That a minor provincial synod had issued a text like this is remarkable in itself; it’s important (and rather overlooked) evidence for the practical impact of clerical immunity in fifth-century Gaul. But how did this letter become transformed into a decree issued by Pope Leo the Great – at what point between c. 450 and c. 860 was the text “papalized”? And was this the result of genuine confusion between Leos, or a more deliberate attempt to put a crystal-clear statement about clerical immunity into a prestigious papal mouth? Given that the three manuscripts of the text I have mentioned are the only ones I know of, it’s not easy to say. One might conclude that innocent Hincmar knew the text only in the papalized version present in his own manuscripts.
And yet…. As it happens, in 1991 Jinty Nelson identified another occasion on which Hincmar drew on the text – one not mentioned by Letha Böhringer***. This comes in a letter the archbishop helped to write in the name of King Charles the Bald to Pope Hadrian II in 871, edited in Patrologia Latina. And this time there’s a surprising change in how the text is referred to. Here’s the relevant passage: “And as Leo and the synod of Bourges (Byturicensis synodus) wrote, kings and emperors, whom divine power ordered to be in charge of the earth, have permitted to bishops the right of dealing with their own affairs according to divine constitutions…”.
Misattributing a papal decree in a letter to Pope Hadrian would have been risky, because previous popes, like Nicholas, had learned to check up on Hincmar’s citations. In any case, although a papal association for the text had been useful for Hincmar previously, it was much less so here, because the thrust of this letter was all about kings not needing to depend on papal authority. Happily, on this occasion Hincmar somehow knew the Leo text was connected to Bourges, not Rome, after all. How convenient for the wily prelate!
*** UPDATE & CORRECTION June 2017: The recent 1998 MGH edition of the letters to Pope Hadrian that Hincmar helped write in the name of King Charles actually prints “Leo ac Romana synodus” here and here, and doesn’t refer to Bourges. And it turns out that’s also what the (only) manuscript of these letters, Paris BnF Lat. 1594 (s.ix), says: e.g. on f. 152v.
So where did the Bourges reference come from? The Patrologia Latina edition, on which Nelson relied, is based on one by Pierre Delalande, published in 1664 in his Conciliorum Galliae. Delalande indeed wrote ‘Bourges synod” (Bituricensis Synodus), *but* he added ‘Romana’ in the margin.
It looks like Delande’s ‘Bourges’ was a hyper-correction based on his personal erudition, not on the manuscript – a hyper-correction that was carried through to Migne’s 19th-century edition’s “ut Leo ac Byturicensis synodus scripsit”, and from there into the secondary literature.
So, it turns out that Hincmar was consistent in attributing this text to Pope Leo and a Roman synod after all, even when writing to a pope: more proof that Hincmar wasn’t always as devious as some people have thought! (and more evidence I think that he really was the author of Charles’s letter – but that’s a topic for another blog).
TRANSLATION. Note: some changes from the earlier version of the letter are marked in bold.
Leo, Victor and Eustochius and the Roman synod sent what follows with their signatures to the bishops Sarmatio, Chariato, Desiderius, and to the priests of all the churches established within the Third Province.

YOUR TASKS
1. Copy out the part of the Hincmar passage that opens with the words containing "So where did" and closes with "the secondary literature.".
2. Answer these questions from the Hincmar passage:
(a) In what year did Jinty Nelson identify another occasion on which Hincmar drew on the text?
(b) What is the shelfmark of the only manuscript of the letters to Pope Hadrian?
(c) In what year was Pierre Delalande's edition published?
3. Pick up the Hincmar passage after its last sentence and continue it.

DATA PROVIDED
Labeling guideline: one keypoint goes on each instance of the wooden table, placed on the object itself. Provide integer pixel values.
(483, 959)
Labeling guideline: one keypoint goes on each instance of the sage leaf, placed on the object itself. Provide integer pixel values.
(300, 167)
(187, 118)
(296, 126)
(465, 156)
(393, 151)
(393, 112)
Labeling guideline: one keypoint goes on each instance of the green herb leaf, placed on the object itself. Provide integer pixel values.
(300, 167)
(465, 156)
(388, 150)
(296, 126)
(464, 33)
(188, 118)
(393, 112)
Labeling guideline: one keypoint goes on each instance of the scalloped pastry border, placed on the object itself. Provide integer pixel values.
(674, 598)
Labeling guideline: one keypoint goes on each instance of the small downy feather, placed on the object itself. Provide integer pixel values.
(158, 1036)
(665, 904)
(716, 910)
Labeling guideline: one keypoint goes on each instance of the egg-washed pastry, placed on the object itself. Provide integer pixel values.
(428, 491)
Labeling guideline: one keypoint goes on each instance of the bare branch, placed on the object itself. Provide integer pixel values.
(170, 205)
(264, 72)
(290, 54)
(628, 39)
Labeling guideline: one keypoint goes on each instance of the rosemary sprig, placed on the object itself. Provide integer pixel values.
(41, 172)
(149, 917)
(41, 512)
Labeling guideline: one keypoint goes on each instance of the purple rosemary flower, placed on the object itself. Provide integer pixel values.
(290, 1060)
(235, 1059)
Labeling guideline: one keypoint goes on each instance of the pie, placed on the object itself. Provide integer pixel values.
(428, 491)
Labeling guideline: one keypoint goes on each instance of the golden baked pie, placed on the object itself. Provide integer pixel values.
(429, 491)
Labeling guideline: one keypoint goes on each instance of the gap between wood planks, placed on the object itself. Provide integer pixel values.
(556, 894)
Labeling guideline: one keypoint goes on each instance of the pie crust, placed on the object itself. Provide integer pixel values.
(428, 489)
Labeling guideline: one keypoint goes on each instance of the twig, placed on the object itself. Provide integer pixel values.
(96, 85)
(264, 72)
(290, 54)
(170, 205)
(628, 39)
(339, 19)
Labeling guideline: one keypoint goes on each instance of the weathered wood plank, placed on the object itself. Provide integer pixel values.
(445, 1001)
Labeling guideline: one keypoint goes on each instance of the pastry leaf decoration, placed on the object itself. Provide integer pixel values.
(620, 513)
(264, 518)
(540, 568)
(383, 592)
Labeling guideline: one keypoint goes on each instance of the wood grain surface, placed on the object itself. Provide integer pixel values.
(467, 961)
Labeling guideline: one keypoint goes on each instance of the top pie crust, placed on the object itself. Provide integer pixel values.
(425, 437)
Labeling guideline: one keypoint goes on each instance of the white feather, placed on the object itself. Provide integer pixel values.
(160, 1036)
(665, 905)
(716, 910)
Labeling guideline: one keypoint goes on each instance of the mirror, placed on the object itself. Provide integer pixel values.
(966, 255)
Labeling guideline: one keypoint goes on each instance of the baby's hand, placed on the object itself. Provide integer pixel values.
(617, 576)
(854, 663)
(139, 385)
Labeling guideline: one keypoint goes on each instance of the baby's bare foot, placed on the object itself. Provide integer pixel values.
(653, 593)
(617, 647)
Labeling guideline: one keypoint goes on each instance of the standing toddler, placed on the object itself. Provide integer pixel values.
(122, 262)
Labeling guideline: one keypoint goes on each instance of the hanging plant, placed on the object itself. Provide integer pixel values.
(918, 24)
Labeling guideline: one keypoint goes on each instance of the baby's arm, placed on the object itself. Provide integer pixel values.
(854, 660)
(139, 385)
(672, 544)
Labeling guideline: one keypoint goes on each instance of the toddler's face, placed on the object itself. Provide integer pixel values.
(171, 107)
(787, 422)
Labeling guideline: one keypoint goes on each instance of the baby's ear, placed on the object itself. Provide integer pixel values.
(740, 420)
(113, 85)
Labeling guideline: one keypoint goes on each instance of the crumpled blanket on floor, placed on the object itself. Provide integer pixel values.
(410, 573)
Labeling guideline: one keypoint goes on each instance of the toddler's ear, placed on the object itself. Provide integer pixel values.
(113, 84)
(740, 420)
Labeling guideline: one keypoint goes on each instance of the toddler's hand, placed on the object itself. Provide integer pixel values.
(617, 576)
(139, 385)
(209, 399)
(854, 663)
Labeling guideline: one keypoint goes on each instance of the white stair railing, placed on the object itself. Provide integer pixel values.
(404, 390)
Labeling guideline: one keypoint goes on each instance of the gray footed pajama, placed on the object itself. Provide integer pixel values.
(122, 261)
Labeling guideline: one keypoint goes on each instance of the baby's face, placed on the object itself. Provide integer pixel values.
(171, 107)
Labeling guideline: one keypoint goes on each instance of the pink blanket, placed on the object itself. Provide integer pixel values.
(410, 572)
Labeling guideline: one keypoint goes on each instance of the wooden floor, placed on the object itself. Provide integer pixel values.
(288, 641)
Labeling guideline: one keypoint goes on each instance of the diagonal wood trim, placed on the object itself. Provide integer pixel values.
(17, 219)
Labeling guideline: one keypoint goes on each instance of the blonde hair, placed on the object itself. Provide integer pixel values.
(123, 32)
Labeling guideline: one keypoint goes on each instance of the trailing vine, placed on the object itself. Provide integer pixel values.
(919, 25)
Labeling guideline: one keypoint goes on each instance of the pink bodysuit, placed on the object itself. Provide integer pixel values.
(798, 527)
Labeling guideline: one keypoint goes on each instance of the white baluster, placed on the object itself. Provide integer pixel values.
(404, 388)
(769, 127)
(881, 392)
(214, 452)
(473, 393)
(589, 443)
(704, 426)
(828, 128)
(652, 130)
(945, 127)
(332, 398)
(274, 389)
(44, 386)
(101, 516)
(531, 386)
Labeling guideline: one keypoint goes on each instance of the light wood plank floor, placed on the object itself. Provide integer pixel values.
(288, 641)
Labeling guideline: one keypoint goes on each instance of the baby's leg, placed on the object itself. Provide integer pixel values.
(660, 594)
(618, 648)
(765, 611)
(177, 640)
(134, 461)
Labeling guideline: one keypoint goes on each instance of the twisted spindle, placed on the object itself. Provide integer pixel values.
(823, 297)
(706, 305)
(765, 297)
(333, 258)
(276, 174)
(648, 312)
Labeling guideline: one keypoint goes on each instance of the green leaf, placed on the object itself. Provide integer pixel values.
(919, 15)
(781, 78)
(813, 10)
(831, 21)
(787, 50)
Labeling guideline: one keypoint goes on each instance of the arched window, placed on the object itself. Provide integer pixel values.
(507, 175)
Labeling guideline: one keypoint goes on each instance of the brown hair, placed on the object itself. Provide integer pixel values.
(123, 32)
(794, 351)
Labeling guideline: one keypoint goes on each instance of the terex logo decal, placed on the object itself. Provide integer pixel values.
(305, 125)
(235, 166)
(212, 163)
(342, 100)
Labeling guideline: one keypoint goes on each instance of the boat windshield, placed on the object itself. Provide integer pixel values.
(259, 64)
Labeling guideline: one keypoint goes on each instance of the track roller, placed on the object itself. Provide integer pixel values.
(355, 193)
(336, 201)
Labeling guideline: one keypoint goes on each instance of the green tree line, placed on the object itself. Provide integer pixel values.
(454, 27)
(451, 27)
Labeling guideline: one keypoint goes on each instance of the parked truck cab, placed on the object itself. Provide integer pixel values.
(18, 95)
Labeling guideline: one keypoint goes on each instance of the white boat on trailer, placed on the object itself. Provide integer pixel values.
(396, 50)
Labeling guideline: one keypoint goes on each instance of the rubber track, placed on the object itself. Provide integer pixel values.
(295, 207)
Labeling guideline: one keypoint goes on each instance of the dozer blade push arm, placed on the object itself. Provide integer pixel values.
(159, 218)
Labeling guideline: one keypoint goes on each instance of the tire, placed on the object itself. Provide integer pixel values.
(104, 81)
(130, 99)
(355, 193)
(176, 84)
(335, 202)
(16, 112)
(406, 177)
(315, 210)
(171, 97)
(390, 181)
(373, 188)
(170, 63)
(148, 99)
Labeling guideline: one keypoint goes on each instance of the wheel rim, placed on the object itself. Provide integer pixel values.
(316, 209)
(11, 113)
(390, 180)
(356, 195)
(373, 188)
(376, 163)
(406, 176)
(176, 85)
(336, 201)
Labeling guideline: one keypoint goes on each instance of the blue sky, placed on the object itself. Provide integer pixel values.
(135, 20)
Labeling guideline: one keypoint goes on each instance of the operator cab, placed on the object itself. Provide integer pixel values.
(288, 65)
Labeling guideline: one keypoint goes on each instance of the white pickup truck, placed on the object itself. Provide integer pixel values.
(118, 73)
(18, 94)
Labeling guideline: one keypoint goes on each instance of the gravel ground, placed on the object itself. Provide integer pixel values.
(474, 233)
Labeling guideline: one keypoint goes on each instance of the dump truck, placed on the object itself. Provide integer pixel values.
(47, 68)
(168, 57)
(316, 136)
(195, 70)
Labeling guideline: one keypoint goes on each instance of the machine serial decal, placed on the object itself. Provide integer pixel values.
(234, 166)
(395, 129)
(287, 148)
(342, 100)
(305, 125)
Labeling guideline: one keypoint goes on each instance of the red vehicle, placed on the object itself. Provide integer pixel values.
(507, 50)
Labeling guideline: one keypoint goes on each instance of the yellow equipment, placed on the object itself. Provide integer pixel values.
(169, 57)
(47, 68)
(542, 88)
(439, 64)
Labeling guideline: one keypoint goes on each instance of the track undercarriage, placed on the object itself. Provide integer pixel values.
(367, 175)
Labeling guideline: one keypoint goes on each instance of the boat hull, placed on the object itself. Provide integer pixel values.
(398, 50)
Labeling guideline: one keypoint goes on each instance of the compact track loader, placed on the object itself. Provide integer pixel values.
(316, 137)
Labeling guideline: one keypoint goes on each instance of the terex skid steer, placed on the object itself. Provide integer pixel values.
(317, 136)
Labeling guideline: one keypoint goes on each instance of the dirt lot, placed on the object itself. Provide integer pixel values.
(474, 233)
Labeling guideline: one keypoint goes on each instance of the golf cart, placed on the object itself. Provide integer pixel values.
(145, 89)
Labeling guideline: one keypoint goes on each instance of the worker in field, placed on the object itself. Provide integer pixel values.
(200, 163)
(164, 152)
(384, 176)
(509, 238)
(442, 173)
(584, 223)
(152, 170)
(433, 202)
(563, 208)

EXERCISE RESPONSES
1.
So where did the Bourges reference come from? The Patrologia Latina edition, on which Nelson relied, is based on one by Pierre Delalande, published in 1664 in his Conciliorum Galliae. Delalande indeed wrote ‘Bourges synod” (Bituricensis Synodus), *but* he added ‘Romana’ in the margin.
It looks like Delande’s ‘Bourges’ was a hyper-correction based on his personal erudition, not on the manuscript – a hyper-correction that was carried through to Migne’s 19th-century edition’s “ut Leo ac Byturicensis synodus scripsit”, and from there into the secondary literature.

2.
(a) 1991
(b) Paris BnF Lat. 1594
(c) 1664

3.
The worldly authorities wished to hold the sacerdotal order in such reverence – even those whom divine power had ordered to be in charge of the earth under the imperial name – that they permitted the right of deciding cases (ius distringendorum) to be conferred to the holy bishops, according to the divine [imperial?] commands (divalia constituta). What was confirmed in the edicts of the ancient law and many times in the general laws, we find in the present time to be trampled upon by many people. For passing over the sacerdotal judgement, they pass to the examination of secular people (examen saecularium).
Therefore it seemed to us that a full punishment should avenge this insult to the holy laws and to our order in the present time, and should establish a formula to be kept in future. We accordingly decided that whoever passes over the bishop of his church and goes to the judgement (disceptatio) of the seculars will be expelled from the holy thresholds and kept away from the heavenly altar. Nor after this decision, which stands by common sentence, should anyone attempt to acquire for himself beyond what is prescribed. So may it happen that those who previously erred should correct themselves with a fitting emendation, and whoever was proven to serve in a clerical office under heavenly observation should know that he is cast out from the clergy if he passes over the judgement of bishops and goes to the authority of secular people.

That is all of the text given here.